REQUIRED TASK –
Reproduce the records starting at the line that contains "Note to the class: identify the kitchen" and ending at the line that contains "Note to the class: identify the tile". Change "drop a point on" to "place a dot on" and leave everything else unchanged.

(Saved entries)
◆ ◆ ◆ ◆ ◆
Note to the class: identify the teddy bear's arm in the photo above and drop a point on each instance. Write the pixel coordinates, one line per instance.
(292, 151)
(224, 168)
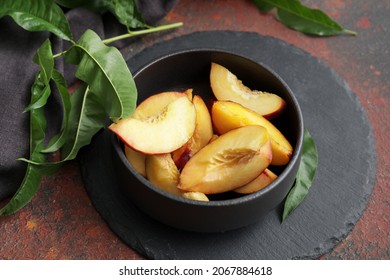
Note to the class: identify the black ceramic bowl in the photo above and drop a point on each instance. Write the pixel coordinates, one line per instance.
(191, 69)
◆ ◆ ◆ ◆ ◆
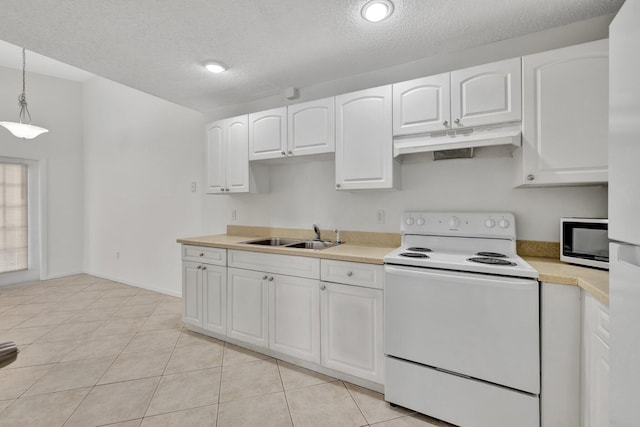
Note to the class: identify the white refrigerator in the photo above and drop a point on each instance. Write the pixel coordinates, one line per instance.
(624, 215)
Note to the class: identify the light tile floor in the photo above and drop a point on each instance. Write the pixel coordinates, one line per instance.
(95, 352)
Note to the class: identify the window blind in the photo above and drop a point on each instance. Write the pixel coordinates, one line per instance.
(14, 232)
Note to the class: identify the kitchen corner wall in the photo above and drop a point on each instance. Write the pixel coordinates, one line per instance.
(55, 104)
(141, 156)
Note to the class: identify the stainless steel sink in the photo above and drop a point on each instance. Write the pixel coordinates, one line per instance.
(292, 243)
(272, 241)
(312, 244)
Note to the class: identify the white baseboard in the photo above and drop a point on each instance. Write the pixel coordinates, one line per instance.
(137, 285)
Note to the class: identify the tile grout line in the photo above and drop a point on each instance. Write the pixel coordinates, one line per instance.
◆ ◆ ◆ ◆ ◆
IN RESPONSE –
Note to the class: identify the kitchen corner wall in the photo above and place a dot on each instance. Write the pixel coordinates, one line per instance.
(55, 104)
(141, 156)
Note to the class: identify the stainless steel sink in the photo above and place a dot on each instance. Write the pixel coordinates, one line per instance.
(292, 243)
(272, 241)
(312, 244)
Note to the class: identify the white baseboard in the photo above and place a dot on each instance. Write the pixel coordinates, one line per instance.
(137, 285)
Note to the class: identify the tile grout line in the photo above and place a dot on each instance. Write the pixel coordinates, one line per instance.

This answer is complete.